- **PASSAGE PROVIDED**

What now? Is this a slow death spiral, signalling the sad end of Satoshi Nakamoto’s dream and the motley crew of plucky cryptoheroes who defend it? Or is something interesting happening beneath this sheen of despair and decay?
The answer is: possibly neither, probably the latter, almost certainly not the former. The searching-for-the-new-new-thing, what-have-you-done-for-me-lately mindset of so much of the tech industry tends to equate a period of slow grinding with stagnation and death. This is not so. The quixotic quest for the cryptocurrency “killer app” — one that will bring widespread, mainstream usage — continues, and won’t succeed any time soon; but, meanwhile, a whole panoply of interesting and practical use cases has arisen. Call them “maimer apps.” They include:
Permissionless digital money
This is the raison d’etre of Bitcoin itself, of course, and let’s not lose sight of the fact that it remains a remarkable accomplishment. Actual monetary value can be transferred between two strangers, and this transfer can be demonstrably, indisputably verified, without requiring the blessing of any other person or entity. That’s pretty amazing, and in many contexts — international money transfers, hedging for residents of high-inflation nations — extremely useful. (Which is maybe why Bitcoin has risen above $1,000 in value, though I caution against attributing too much significance to this; in the long run, lower volatility, not higher value, is what’s important.)

- **EXTRACTED RECORDS**

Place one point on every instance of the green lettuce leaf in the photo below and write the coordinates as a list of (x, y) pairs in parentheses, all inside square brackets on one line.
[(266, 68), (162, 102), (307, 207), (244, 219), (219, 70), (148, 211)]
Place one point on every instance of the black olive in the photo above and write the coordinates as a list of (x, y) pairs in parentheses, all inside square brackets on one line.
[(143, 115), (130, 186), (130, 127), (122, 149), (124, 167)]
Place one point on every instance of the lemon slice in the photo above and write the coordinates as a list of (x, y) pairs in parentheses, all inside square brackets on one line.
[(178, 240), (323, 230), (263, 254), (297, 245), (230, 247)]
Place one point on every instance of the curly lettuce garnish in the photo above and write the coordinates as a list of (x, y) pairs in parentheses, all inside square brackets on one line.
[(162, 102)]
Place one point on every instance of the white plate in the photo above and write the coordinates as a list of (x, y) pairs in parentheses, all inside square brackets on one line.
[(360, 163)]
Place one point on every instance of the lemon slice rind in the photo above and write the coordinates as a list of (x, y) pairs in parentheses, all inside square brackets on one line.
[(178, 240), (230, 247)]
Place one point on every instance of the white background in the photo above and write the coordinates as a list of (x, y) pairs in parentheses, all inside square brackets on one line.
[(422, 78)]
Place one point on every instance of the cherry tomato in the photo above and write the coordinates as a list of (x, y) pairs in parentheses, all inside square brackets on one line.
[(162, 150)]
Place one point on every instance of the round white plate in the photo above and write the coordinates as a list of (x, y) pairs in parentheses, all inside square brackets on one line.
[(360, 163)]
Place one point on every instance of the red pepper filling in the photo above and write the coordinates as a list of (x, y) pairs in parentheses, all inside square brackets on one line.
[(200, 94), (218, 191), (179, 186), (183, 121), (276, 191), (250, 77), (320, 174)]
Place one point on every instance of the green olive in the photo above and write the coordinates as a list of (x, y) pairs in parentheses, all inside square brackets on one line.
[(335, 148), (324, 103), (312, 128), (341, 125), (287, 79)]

...

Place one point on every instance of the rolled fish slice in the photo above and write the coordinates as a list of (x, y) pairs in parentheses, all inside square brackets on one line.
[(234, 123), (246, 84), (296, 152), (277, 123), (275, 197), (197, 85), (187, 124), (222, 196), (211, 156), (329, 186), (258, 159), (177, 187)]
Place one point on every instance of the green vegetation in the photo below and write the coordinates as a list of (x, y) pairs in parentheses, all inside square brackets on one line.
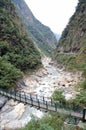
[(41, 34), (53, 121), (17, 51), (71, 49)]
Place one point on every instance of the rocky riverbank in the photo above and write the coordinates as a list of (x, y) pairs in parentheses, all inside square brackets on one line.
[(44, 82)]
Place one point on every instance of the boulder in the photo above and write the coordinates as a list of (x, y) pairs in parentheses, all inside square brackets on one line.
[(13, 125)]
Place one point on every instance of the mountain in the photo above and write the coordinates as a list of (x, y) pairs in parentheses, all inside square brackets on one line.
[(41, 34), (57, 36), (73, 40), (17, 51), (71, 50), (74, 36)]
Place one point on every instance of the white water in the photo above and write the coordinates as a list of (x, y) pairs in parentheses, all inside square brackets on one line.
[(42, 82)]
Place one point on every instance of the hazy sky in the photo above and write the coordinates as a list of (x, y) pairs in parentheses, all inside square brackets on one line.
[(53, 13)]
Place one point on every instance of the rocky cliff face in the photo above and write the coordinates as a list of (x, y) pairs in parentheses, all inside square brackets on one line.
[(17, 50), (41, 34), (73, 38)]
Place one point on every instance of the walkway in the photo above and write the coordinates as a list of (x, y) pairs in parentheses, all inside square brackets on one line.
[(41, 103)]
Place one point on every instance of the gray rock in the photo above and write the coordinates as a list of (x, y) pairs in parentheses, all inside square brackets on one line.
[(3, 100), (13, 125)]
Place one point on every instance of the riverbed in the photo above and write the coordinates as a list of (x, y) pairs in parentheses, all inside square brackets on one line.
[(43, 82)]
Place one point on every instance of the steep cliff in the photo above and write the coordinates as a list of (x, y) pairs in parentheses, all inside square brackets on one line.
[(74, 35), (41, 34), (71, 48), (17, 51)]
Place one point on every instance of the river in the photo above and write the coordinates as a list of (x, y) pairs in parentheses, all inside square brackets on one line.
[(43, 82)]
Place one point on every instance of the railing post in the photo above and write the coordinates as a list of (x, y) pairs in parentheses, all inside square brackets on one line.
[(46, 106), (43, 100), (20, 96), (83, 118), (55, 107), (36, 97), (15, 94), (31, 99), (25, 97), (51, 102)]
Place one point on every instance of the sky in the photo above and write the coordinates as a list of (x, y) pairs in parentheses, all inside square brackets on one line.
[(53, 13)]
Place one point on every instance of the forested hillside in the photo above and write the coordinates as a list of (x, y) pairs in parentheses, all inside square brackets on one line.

* * *

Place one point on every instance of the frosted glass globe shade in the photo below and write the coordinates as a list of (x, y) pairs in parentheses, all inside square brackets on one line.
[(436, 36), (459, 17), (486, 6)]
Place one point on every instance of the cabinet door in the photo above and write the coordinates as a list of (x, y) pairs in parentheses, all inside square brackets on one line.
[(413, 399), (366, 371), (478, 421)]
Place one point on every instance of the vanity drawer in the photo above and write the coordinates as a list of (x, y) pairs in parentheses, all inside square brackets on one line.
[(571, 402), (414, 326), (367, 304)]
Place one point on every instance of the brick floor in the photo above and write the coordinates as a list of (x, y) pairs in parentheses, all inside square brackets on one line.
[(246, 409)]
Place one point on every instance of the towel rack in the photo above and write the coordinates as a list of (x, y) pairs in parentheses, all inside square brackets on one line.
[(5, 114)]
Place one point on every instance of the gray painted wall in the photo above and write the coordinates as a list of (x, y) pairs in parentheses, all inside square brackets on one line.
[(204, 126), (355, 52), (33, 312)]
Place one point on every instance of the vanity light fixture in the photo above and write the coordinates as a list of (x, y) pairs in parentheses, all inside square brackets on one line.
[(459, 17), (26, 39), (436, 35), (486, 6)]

- **GIVEN INSTRUCTION 1**
Please revise the rows starting with the line with "Place one point on every instance of the cherry" and going on through the line with "[(335, 148), (324, 103), (312, 128), (341, 125), (287, 79)]", putting "pimento filling" in place of "red pepper filling" and keeping everything else the same. Return only those rows.
- **GIVEN INSTRUCTION 2**
Carry the essay on cryptocurrency's practical uses forward from its final sentence.

- **RESPONSE 1**
Place one point on every instance of the cherry tomato in the photo above and write the coordinates as a list of (x, y) pairs in parentheses, all inside square brackets on one line.
[(162, 150)]
Place one point on every instance of the round white plate in the photo above and write the coordinates as a list of (x, y) pairs in parentheses, all inside square brackets on one line.
[(360, 163)]
Place one point on every instance of the pimento filling in the photo above and write the coordinates as a list of (x, y) pairs in parentheses, all inside square brackets on one line.
[(200, 94), (218, 191), (179, 186), (183, 121), (276, 191), (250, 77), (320, 174)]
Place one point on every instance of the green olive in the photo above and write the coordinates as a list of (x, y) pairs in parentheses, all inside square brackets on one line.
[(335, 148), (324, 103), (312, 128), (341, 125), (287, 79)]

- **RESPONSE 2**
…But it’s not a killer app. And even if everyone in the world wanted to use Bitcoin — a very big if, given the irrevocability of such transactions — they couldn’t, because the Bitcoin network can only handle six transactions per second. The ongoing civil war is about the best way to deal with this restriction. There also are proposals for off-chain solutions, such as the Lightning Network, which would support a vastly larger number of transactions that are only occasionally compiled and written to the master Bitcoin blockchain; this does, however, (currently) seem a bit like a solution looking for a problem. Still, permissionless digital money is a big deal, and is enough all by itself to ensure that Bitcoin and cryptocurrencies won’t be going away any time soon.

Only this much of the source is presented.